» ASSIGNMENT: Wherever the listing has a line with the string "image", copy that line out.

BEGIN EXTRACTED RECORDS

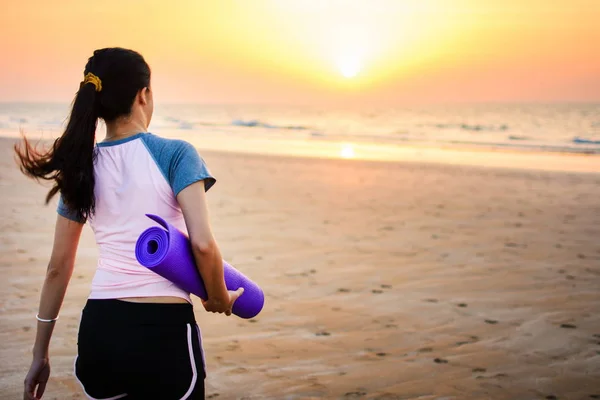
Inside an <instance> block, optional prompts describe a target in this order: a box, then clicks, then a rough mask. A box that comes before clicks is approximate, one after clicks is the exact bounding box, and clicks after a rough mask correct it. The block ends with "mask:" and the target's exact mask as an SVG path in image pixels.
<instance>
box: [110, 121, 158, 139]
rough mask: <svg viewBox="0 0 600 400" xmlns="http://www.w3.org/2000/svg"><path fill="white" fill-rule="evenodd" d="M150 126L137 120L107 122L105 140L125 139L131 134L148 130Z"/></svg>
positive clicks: (135, 133) (136, 133) (137, 132)
mask: <svg viewBox="0 0 600 400" xmlns="http://www.w3.org/2000/svg"><path fill="white" fill-rule="evenodd" d="M147 130H148V128H147V127H146V126H144V124H141V123H136V122H133V121H131V122H127V123H111V124H106V137H105V138H104V141H111V140H119V139H124V138H126V137H129V136H133V135H136V134H138V133H141V132H146V131H147Z"/></svg>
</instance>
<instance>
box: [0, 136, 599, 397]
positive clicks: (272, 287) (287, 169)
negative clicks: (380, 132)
mask: <svg viewBox="0 0 600 400" xmlns="http://www.w3.org/2000/svg"><path fill="white" fill-rule="evenodd" d="M12 143H13V141H12V140H9V139H5V140H0V191H1V196H0V209H1V210H2V217H1V223H0V231H1V238H2V239H1V243H0V282H1V283H0V310H1V313H2V318H1V319H0V321H1V325H0V399H17V398H20V396H22V394H21V393H22V382H23V379H24V377H25V374H26V371H27V368H28V366H29V362H30V352H31V347H32V344H33V340H34V334H35V332H34V330H35V319H34V315H35V312H36V310H37V303H38V299H39V290H40V287H41V285H42V282H43V279H44V271H45V268H46V264H47V261H48V257H49V254H50V250H51V246H52V233H53V224H54V220H55V218H56V214H55V210H54V209H55V207H54V205H51V206H49V207H44V206H43V205H42V204H43V198H44V193H45V190H46V189H45V188H44V187H42V186H40V185H37V184H35V183H34V182H32V181H28V180H27V179H26V178H25V177H23V176H22V175H21V174H20V173H19V172H18V170H17V169H16V167H15V165H14V163H13V161H12V156H11V150H10V147H11V144H12ZM203 156H204V158H205V160H206V161H207V163H208V164H209V166H210V168H211V169H212V171H213V173H214V174H215V175H216V177H217V178H218V183H217V185H216V186H215V187H214V188H213V189H212V190H211V191H210V195H209V199H210V206H211V212H212V224H213V226H214V231H215V235H216V237H217V239H218V241H219V243H220V246H221V248H222V251H223V254H224V256H225V258H226V259H228V260H230V261H232V262H233V263H234V264H235V265H236V266H237V267H238V268H239V269H240V270H242V271H243V272H244V273H246V274H248V275H249V276H251V277H252V278H253V279H254V280H256V281H257V282H259V283H260V285H261V286H262V287H263V288H264V290H265V293H266V296H267V302H266V307H265V309H264V311H263V312H262V313H261V314H260V315H259V316H258V317H257V318H255V319H253V320H249V321H246V320H241V319H239V318H236V317H229V318H228V317H225V316H221V315H212V314H208V313H206V312H204V310H203V308H202V306H201V305H200V304H199V302H198V304H197V305H196V306H195V310H196V317H197V319H198V321H199V324H200V326H201V328H202V330H203V335H204V340H205V350H206V361H207V369H208V378H207V381H206V387H207V397H208V398H211V399H219V400H222V399H242V398H244V399H310V398H314V399H318V398H331V399H338V398H339V399H358V398H361V399H511V400H516V399H554V398H556V399H591V398H600V240H599V238H600V203H599V200H598V199H599V198H600V174H594V173H588V174H579V173H561V172H538V171H534V170H527V171H526V170H507V169H493V168H480V167H465V166H448V165H435V164H430V165H428V164H418V163H385V162H369V161H356V160H320V159H308V158H286V157H275V156H259V155H242V154H231V153H229V154H224V153H216V152H203ZM95 257H96V249H95V244H94V240H93V235H92V234H91V231H90V229H89V227H86V228H85V230H84V237H83V238H82V241H81V245H80V248H79V252H78V257H77V265H76V269H75V273H74V275H73V280H72V282H71V285H70V287H69V290H68V292H67V296H66V300H65V303H64V305H63V309H62V312H61V319H60V321H59V323H58V325H57V327H56V330H55V334H54V336H53V339H52V345H51V364H52V368H53V370H52V376H51V380H50V383H49V385H48V388H47V394H46V395H45V396H44V398H46V399H61V400H63V399H80V398H83V395H82V392H81V390H80V388H79V386H78V384H77V382H76V381H75V379H74V377H73V375H72V365H73V359H74V356H75V351H76V333H77V327H78V322H79V315H80V311H81V308H82V306H83V305H84V303H85V300H86V296H87V294H88V290H89V285H90V281H91V278H92V275H93V272H94V267H95ZM594 396H595V397H594Z"/></svg>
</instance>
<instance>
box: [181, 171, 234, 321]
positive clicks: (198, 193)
mask: <svg viewBox="0 0 600 400" xmlns="http://www.w3.org/2000/svg"><path fill="white" fill-rule="evenodd" d="M177 201H178V202H179V206H180V207H181V211H183V217H184V219H185V224H186V227H187V230H188V234H189V237H190V242H191V245H192V252H193V254H194V259H195V261H196V265H197V266H198V270H199V271H200V276H202V280H203V281H204V286H205V288H206V292H207V295H208V301H207V302H204V307H205V308H206V309H207V311H212V312H221V313H222V312H224V313H226V314H227V315H229V314H230V313H231V307H232V306H233V302H234V301H235V300H236V299H237V298H238V297H239V296H240V295H241V294H242V293H243V289H240V290H238V291H236V292H228V291H227V286H225V278H224V272H223V257H222V256H221V252H220V250H219V246H218V245H217V242H216V240H215V238H214V236H213V234H212V231H211V229H210V222H209V217H208V205H207V201H206V193H205V187H204V181H198V182H195V183H193V184H191V185H189V186H187V187H186V188H185V189H183V190H182V191H181V192H179V194H178V195H177Z"/></svg>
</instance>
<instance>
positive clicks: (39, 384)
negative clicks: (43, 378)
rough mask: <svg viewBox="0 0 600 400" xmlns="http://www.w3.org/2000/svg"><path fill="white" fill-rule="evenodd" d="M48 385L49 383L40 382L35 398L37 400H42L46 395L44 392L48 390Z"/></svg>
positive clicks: (36, 391) (37, 388) (35, 392)
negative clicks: (43, 394) (47, 384)
mask: <svg viewBox="0 0 600 400" xmlns="http://www.w3.org/2000/svg"><path fill="white" fill-rule="evenodd" d="M46 383H47V382H40V383H39V384H38V388H37V390H36V391H35V398H36V399H41V398H42V396H43V394H44V390H46Z"/></svg>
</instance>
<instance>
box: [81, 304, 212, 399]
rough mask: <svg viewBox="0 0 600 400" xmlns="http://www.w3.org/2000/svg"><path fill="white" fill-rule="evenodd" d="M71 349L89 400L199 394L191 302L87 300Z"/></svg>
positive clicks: (203, 392) (198, 363)
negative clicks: (140, 301) (161, 301)
mask: <svg viewBox="0 0 600 400" xmlns="http://www.w3.org/2000/svg"><path fill="white" fill-rule="evenodd" d="M77 350H78V355H77V358H76V359H75V367H74V369H75V376H76V377H77V379H78V380H79V382H80V383H81V385H82V386H83V389H84V391H85V394H86V395H87V396H88V397H89V398H91V399H97V400H116V399H121V398H122V399H125V400H136V399H144V400H148V399H157V400H158V399H160V400H171V399H190V400H196V399H204V378H205V377H206V374H205V369H204V368H205V367H204V354H203V350H202V339H201V335H200V329H199V328H198V325H197V324H196V321H195V318H194V312H193V308H192V305H191V304H183V303H177V304H164V303H161V304H156V303H132V302H127V301H121V300H113V299H109V300H88V301H87V303H86V305H85V308H84V309H83V312H82V316H81V324H80V326H79V335H78V342H77Z"/></svg>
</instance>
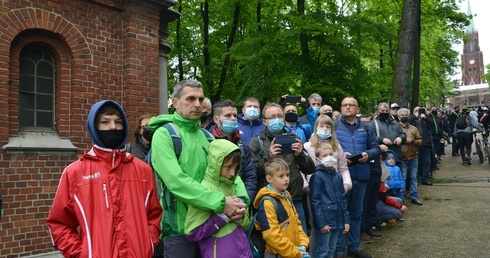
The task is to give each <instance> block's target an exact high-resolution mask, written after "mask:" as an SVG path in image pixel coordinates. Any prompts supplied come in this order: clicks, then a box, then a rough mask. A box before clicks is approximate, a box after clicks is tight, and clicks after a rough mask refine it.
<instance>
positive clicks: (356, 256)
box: [348, 249, 372, 258]
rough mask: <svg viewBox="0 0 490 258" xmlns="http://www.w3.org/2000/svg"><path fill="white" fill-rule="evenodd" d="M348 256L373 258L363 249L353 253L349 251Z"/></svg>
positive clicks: (363, 257)
mask: <svg viewBox="0 0 490 258" xmlns="http://www.w3.org/2000/svg"><path fill="white" fill-rule="evenodd" d="M348 256H349V257H360V258H371V257H372V256H371V255H369V254H367V253H365V252H364V250H362V249H359V250H357V251H353V252H351V251H349V253H348Z"/></svg>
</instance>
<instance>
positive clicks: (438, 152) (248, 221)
mask: <svg viewBox="0 0 490 258" xmlns="http://www.w3.org/2000/svg"><path fill="white" fill-rule="evenodd" d="M172 105H173V107H174V108H175V112H174V113H173V114H161V115H158V116H154V115H152V114H145V115H143V116H141V117H140V118H139V119H138V123H137V128H136V129H135V130H134V139H135V141H134V142H131V143H126V140H127V138H128V135H129V128H128V122H127V118H126V115H125V113H124V110H123V109H122V107H121V106H120V105H119V104H118V103H116V102H114V101H110V100H107V101H100V102H98V103H96V104H95V105H94V106H93V107H92V109H91V110H90V113H89V116H88V121H87V127H88V131H89V134H90V137H91V139H92V142H93V147H92V149H91V150H90V151H89V152H87V153H86V154H85V155H83V156H82V157H81V158H80V159H79V160H78V161H76V162H75V163H73V164H71V165H70V166H68V167H67V168H66V169H65V170H64V171H63V174H62V177H61V179H60V184H59V187H58V190H57V192H56V196H55V199H54V201H53V206H52V208H51V211H50V213H49V216H48V219H47V224H48V227H49V230H50V234H51V238H52V240H53V245H54V246H55V247H56V248H57V249H59V250H60V251H61V252H62V254H63V255H64V256H65V257H92V256H94V257H119V256H124V257H152V256H153V257H196V258H197V257H206V258H207V257H219V258H221V257H252V256H253V253H254V252H256V251H257V250H253V248H251V246H250V244H249V241H248V239H247V234H246V232H245V229H247V228H248V226H249V224H250V223H251V221H254V225H253V227H255V228H256V229H257V230H260V232H261V233H262V236H263V239H264V241H265V248H264V257H310V256H311V257H344V256H349V257H371V256H370V255H369V254H367V253H366V252H365V251H364V250H363V248H361V245H362V244H369V243H372V242H374V241H375V240H376V239H382V238H383V235H382V233H381V231H380V229H381V227H382V226H383V225H385V224H386V223H387V222H392V221H400V222H401V221H403V220H404V218H403V213H404V212H406V211H407V210H408V208H407V206H405V205H404V203H405V202H406V201H407V200H409V201H410V202H411V203H412V204H415V205H418V206H420V205H423V203H422V202H421V201H420V196H419V191H418V185H419V183H420V184H422V185H427V186H430V185H432V183H431V182H430V180H429V179H430V178H431V174H432V172H433V171H434V170H436V169H438V167H437V164H438V163H439V162H441V160H442V156H443V155H444V154H445V153H444V144H446V141H447V143H448V144H452V155H453V156H461V159H462V165H464V166H467V165H471V159H470V153H471V144H472V141H473V131H474V130H476V131H478V132H484V130H485V129H486V128H488V124H489V121H490V120H489V119H487V117H488V114H487V112H488V107H481V108H480V109H479V110H474V111H471V112H470V110H468V109H462V110H461V113H460V112H459V109H460V108H459V107H458V106H456V107H455V108H454V110H453V111H451V112H446V111H445V110H444V109H442V108H437V107H431V108H430V109H429V110H427V109H426V108H424V107H415V108H413V109H412V111H411V110H409V109H407V108H401V107H400V106H399V105H397V104H396V103H392V104H388V103H386V102H382V103H379V104H378V107H377V111H376V113H375V114H372V115H371V114H365V113H363V112H362V111H361V110H360V108H359V103H358V102H357V100H356V99H355V98H353V97H345V98H344V99H343V100H342V102H341V106H340V111H336V110H335V109H333V108H332V106H330V105H328V104H326V103H324V102H323V100H322V97H321V96H320V95H319V94H316V93H313V94H311V95H310V96H309V97H308V99H306V98H303V97H302V96H289V95H284V96H281V97H279V98H278V99H277V101H276V102H275V103H267V104H266V105H265V106H264V107H263V108H262V109H261V107H260V103H259V101H258V100H257V99H255V98H253V97H250V98H247V99H246V100H245V101H244V102H243V105H242V109H241V113H238V107H237V105H236V103H234V102H233V101H232V100H226V99H224V100H219V101H217V102H216V103H214V105H213V104H212V103H211V101H210V100H209V99H208V98H205V96H204V92H203V89H202V85H201V84H200V83H199V82H198V81H194V80H184V81H181V82H179V83H178V84H177V85H175V87H174V92H173V98H172ZM298 108H300V110H301V109H302V110H304V111H305V115H304V116H300V115H299V113H300V112H299V111H298ZM463 121H465V122H466V124H463ZM252 218H253V220H252Z"/></svg>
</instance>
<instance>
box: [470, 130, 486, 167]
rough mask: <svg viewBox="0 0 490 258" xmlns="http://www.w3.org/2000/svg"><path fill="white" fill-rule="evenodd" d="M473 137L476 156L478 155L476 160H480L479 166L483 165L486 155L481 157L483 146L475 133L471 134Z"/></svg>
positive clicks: (481, 143)
mask: <svg viewBox="0 0 490 258" xmlns="http://www.w3.org/2000/svg"><path fill="white" fill-rule="evenodd" d="M473 135H474V137H475V147H476V154H478V158H479V159H480V164H483V161H485V158H486V155H485V156H483V146H482V142H481V140H480V138H478V137H477V133H474V134H473Z"/></svg>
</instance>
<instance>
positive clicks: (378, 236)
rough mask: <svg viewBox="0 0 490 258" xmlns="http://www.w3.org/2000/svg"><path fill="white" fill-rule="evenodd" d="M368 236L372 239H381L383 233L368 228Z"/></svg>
mask: <svg viewBox="0 0 490 258" xmlns="http://www.w3.org/2000/svg"><path fill="white" fill-rule="evenodd" d="M366 234H367V235H368V236H370V237H371V238H373V239H383V238H384V237H383V234H381V233H379V232H378V231H376V230H372V229H371V230H369V232H367V233H366Z"/></svg>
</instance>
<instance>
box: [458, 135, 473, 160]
mask: <svg viewBox="0 0 490 258" xmlns="http://www.w3.org/2000/svg"><path fill="white" fill-rule="evenodd" d="M471 144H473V134H472V133H467V132H459V133H458V145H459V154H460V155H461V159H462V160H463V161H465V159H469V158H470V155H471ZM465 148H466V152H465V151H464V150H465ZM465 154H466V155H465Z"/></svg>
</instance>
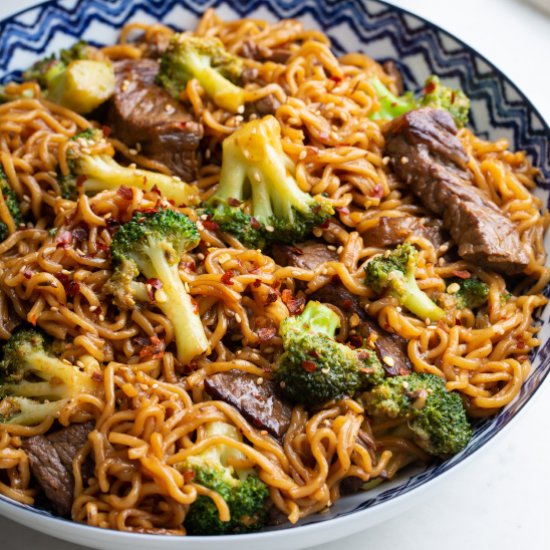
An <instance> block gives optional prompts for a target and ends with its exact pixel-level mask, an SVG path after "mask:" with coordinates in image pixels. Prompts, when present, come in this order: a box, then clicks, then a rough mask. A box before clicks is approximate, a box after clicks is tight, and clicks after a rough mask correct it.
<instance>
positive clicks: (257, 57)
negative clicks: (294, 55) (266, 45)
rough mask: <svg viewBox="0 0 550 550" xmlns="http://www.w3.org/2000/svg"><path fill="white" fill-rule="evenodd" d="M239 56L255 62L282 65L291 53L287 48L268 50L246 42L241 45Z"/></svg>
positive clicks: (276, 48)
mask: <svg viewBox="0 0 550 550" xmlns="http://www.w3.org/2000/svg"><path fill="white" fill-rule="evenodd" d="M240 55H242V57H246V58H248V59H255V60H256V61H264V62H265V61H273V63H280V64H282V65H284V64H285V63H286V62H287V61H288V60H289V58H290V56H291V51H290V50H289V49H288V48H268V47H267V46H259V45H258V44H254V43H253V42H249V41H247V42H245V43H244V44H243V45H242V48H241V52H240Z"/></svg>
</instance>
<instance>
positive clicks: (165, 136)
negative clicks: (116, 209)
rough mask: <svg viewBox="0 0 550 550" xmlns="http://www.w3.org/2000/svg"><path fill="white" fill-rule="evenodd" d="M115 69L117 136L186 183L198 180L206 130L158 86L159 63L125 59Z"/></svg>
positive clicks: (112, 111)
mask: <svg viewBox="0 0 550 550" xmlns="http://www.w3.org/2000/svg"><path fill="white" fill-rule="evenodd" d="M114 67H115V75H116V88H115V92H114V94H113V97H112V98H111V106H110V111H109V123H110V125H111V126H112V130H113V134H114V136H115V137H117V138H118V139H120V140H121V141H123V142H124V143H125V144H127V145H130V146H132V145H135V144H136V143H140V144H141V149H142V151H143V153H144V154H145V155H146V156H148V157H151V158H153V159H155V160H158V161H160V162H162V163H163V164H165V165H166V166H167V167H168V168H169V169H170V170H171V171H172V172H173V173H174V174H175V175H176V176H179V177H180V178H182V179H183V180H184V181H193V180H194V179H196V175H197V149H198V147H199V144H200V140H201V139H202V136H203V127H202V125H201V124H199V123H198V122H196V121H195V120H194V119H193V117H192V115H190V114H189V113H187V112H185V111H184V109H183V107H182V105H181V103H180V102H178V101H176V100H175V99H173V98H172V96H171V95H170V94H169V93H168V92H167V91H166V90H165V89H164V88H162V87H160V86H157V84H155V77H156V75H157V73H158V69H159V65H158V62H157V61H155V60H153V59H124V60H122V61H116V62H115V63H114Z"/></svg>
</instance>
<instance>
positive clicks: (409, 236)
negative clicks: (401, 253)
mask: <svg viewBox="0 0 550 550" xmlns="http://www.w3.org/2000/svg"><path fill="white" fill-rule="evenodd" d="M442 226H443V224H442V222H441V220H436V219H433V218H417V217H416V216H409V215H405V216H401V217H400V218H390V217H389V216H383V217H381V218H379V220H378V224H377V225H375V226H374V227H373V228H371V229H369V230H368V231H366V232H365V233H364V234H363V238H364V241H365V244H366V245H367V246H375V247H378V248H383V247H385V246H397V245H398V244H401V243H403V242H404V241H405V240H406V239H408V238H409V237H410V236H412V235H416V236H419V237H424V238H425V239H428V240H429V241H431V243H432V244H433V245H434V247H435V248H438V247H439V246H441V245H442V244H443V243H444V242H445V241H446V240H447V239H446V238H445V235H444V234H443V227H442Z"/></svg>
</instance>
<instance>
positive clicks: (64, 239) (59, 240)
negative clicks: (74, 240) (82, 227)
mask: <svg viewBox="0 0 550 550" xmlns="http://www.w3.org/2000/svg"><path fill="white" fill-rule="evenodd" d="M55 242H56V243H57V248H67V247H68V246H69V245H70V244H71V243H72V242H73V234H72V233H71V232H70V231H62V232H61V234H60V235H59V236H58V237H57V239H56V240H55Z"/></svg>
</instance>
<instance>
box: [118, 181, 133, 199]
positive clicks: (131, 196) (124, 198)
mask: <svg viewBox="0 0 550 550" xmlns="http://www.w3.org/2000/svg"><path fill="white" fill-rule="evenodd" d="M116 193H117V195H118V196H119V197H122V198H123V199H126V200H127V201H131V200H132V198H133V196H134V192H133V191H132V189H131V188H130V187H126V186H125V185H123V186H122V187H119V188H118V189H117V192H116Z"/></svg>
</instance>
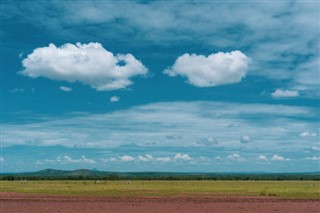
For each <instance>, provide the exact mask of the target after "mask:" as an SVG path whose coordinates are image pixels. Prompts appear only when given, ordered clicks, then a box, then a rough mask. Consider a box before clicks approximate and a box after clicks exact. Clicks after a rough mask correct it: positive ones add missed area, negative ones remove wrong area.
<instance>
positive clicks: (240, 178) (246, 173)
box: [0, 169, 320, 180]
mask: <svg viewBox="0 0 320 213" xmlns="http://www.w3.org/2000/svg"><path fill="white" fill-rule="evenodd" d="M21 178H25V179H75V180H79V179H106V180H121V179H155V180H156V179H161V180H171V179H172V180H184V179H185V180H189V179H190V180H320V172H307V173H263V172H259V173H245V172H240V173H239V172H237V173H201V172H198V173H192V172H190V173H186V172H181V173H179V172H109V171H98V170H97V169H93V170H89V169H77V170H74V171H66V170H56V169H45V170H41V171H37V172H23V173H3V174H0V179H5V180H7V179H10V180H13V179H21Z"/></svg>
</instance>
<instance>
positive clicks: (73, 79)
mask: <svg viewBox="0 0 320 213" xmlns="http://www.w3.org/2000/svg"><path fill="white" fill-rule="evenodd" d="M22 65H23V67H24V70H22V71H21V72H20V73H21V74H22V75H25V76H28V77H31V78H37V77H45V78H49V79H51V80H61V81H68V82H76V81H78V82H81V83H83V84H86V85H90V86H91V87H92V88H94V89H96V90H99V91H103V90H117V89H122V88H125V87H127V86H129V85H131V84H133V82H132V81H131V80H130V78H131V77H133V76H137V75H145V74H147V72H148V69H147V68H146V67H145V66H144V65H143V64H142V63H141V62H140V61H138V60H137V59H136V58H135V57H134V56H133V55H131V54H117V55H114V54H113V53H112V52H109V51H108V50H106V49H104V48H103V46H102V45H101V44H100V43H88V44H81V43H77V44H76V45H73V44H70V43H68V44H64V45H62V46H61V47H57V46H55V45H54V44H49V46H48V47H40V48H36V49H35V50H34V51H33V52H32V53H31V54H29V55H28V57H27V58H25V59H23V61H22Z"/></svg>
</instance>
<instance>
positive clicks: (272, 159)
mask: <svg viewBox="0 0 320 213" xmlns="http://www.w3.org/2000/svg"><path fill="white" fill-rule="evenodd" d="M271 160H272V161H289V160H290V159H289V158H285V157H283V156H280V155H273V156H272V157H271Z"/></svg>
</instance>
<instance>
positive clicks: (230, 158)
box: [227, 154, 242, 160]
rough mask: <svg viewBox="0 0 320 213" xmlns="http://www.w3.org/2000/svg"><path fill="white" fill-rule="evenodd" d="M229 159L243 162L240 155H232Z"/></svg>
mask: <svg viewBox="0 0 320 213" xmlns="http://www.w3.org/2000/svg"><path fill="white" fill-rule="evenodd" d="M227 158H228V159H230V160H241V159H242V158H241V156H240V155H239V154H231V155H228V156H227Z"/></svg>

END EXTRACTED RECORDS

» RESPONSE:
Inside an <instance> block, optional prompts describe a target in this order: a box, then clicks, then a rough mask. A box that comes before clicks is approximate, one after clicks is the exact bounding box, and clicks after a rough mask correct it. The block ends with "mask:" and the target's exact mask as an SVG path in image pixels.
The task is to give each <instance> block's target an exact high-resolution mask, written after "mask:" as an SVG path in image pixel coordinates. Any prompts supplied come in this order: clicks, then a box, then a rough mask. A box before clicks is approximate, a box after clicks is tight, and clicks after a rough mask refine it.
An <instance> block gives optional prompts for a target and ends with its exact pixel-level mask, an SVG path after "mask:" with coordinates in image pixels. Prompts, when present, come in this order: a box, then clicks, then a rough mask. A box before clicks is approximate, a box after clicks is tight, and clicks after a rough mask correct it.
For each <instance>, provide the exact mask of the target after "mask:" as an SVG path whose coordinates are image pixels. Prompts appear only when given, ordered clicks, then a box, then a rough mask. Consider a box before clicks approximate and a box after clicks exact. Clicks after a rough mask correct it: positive ones add missed area, negative ones remove wrong area.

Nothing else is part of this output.